## Exercise
Starting at the first line of the records and stopping at the line that contains "like [(713, 57)].", transcribe every line exactly and leave out the pictures.

══════════

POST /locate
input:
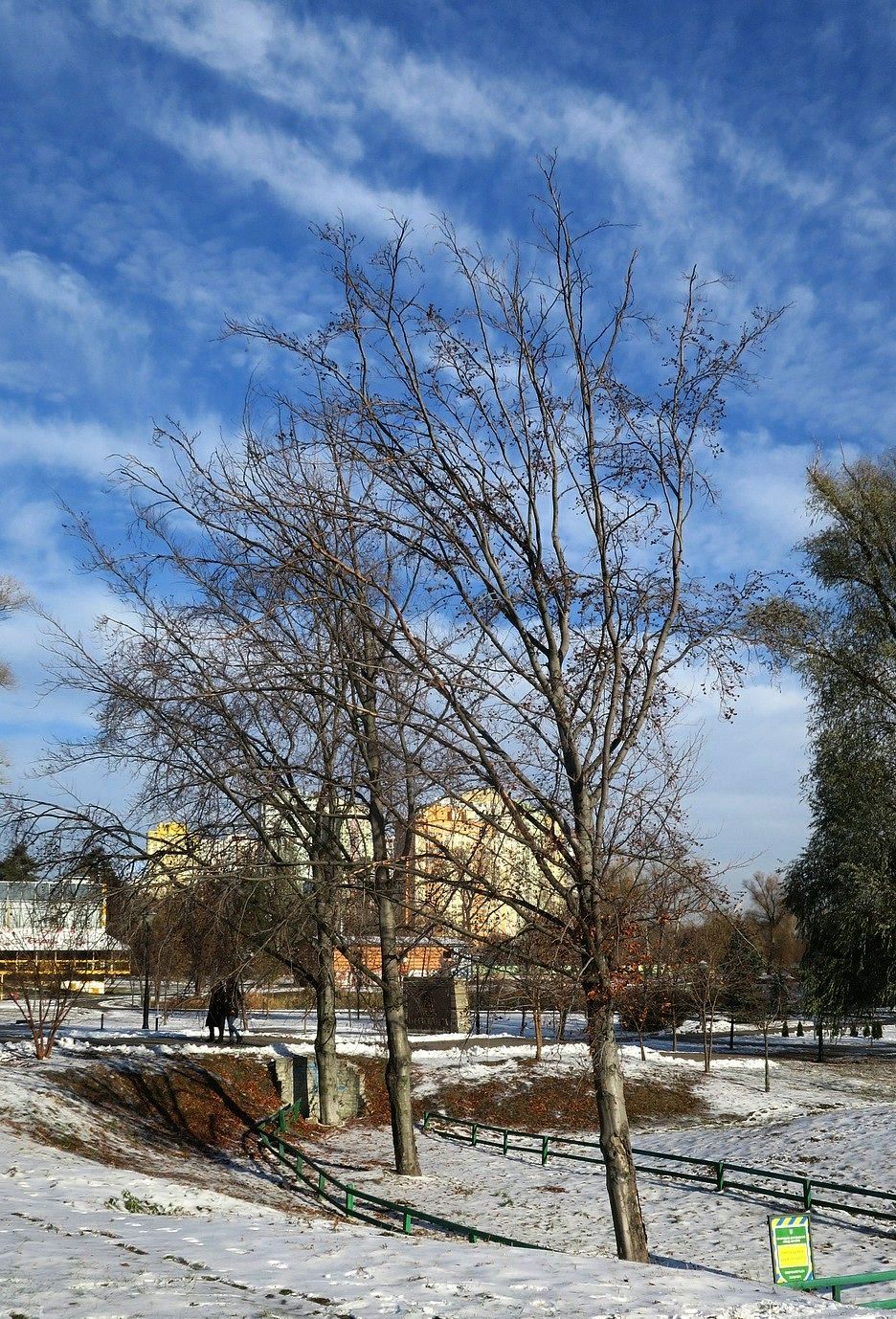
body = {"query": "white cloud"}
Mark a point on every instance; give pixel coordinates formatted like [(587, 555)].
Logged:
[(62, 445), (300, 180), (58, 332), (342, 73)]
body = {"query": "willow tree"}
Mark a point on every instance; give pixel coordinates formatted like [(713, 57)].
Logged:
[(547, 491)]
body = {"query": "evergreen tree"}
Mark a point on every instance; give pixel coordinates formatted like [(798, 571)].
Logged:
[(842, 637)]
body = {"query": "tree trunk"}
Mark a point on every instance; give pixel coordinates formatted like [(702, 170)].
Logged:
[(397, 1068), (325, 1035), (540, 1032), (616, 1143)]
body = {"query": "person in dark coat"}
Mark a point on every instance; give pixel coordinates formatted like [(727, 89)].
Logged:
[(233, 1008), (216, 1015)]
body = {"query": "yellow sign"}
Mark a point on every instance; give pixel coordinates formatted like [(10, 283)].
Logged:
[(790, 1236)]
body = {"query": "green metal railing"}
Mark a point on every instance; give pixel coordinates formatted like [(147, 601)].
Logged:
[(713, 1173), (349, 1199)]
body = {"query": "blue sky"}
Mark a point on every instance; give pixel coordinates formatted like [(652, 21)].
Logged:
[(164, 163)]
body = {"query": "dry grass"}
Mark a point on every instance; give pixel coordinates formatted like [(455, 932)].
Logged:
[(174, 1106)]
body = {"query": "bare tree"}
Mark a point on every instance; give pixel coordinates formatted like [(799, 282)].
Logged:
[(12, 597), (549, 499)]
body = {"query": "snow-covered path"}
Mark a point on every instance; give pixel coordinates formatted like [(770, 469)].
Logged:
[(66, 1251)]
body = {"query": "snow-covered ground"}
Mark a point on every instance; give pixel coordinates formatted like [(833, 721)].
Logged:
[(67, 1246), (70, 1245)]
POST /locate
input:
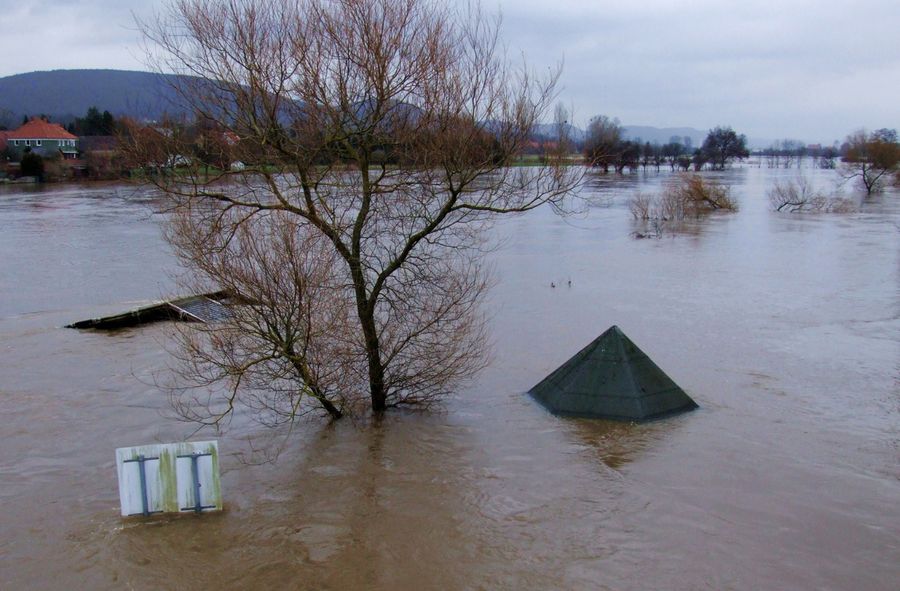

══════════

## Problem solution
POST /locate
input:
body = {"query": "white cloud"}
Mark a point on every instance; give pixel coordinates formatted like [(587, 555)].
Logged:
[(62, 445), (300, 180), (58, 332), (342, 73)]
body = {"query": "willow tree"}
Mark a point on every instance; give pixel coordinates formatted like [(713, 57)].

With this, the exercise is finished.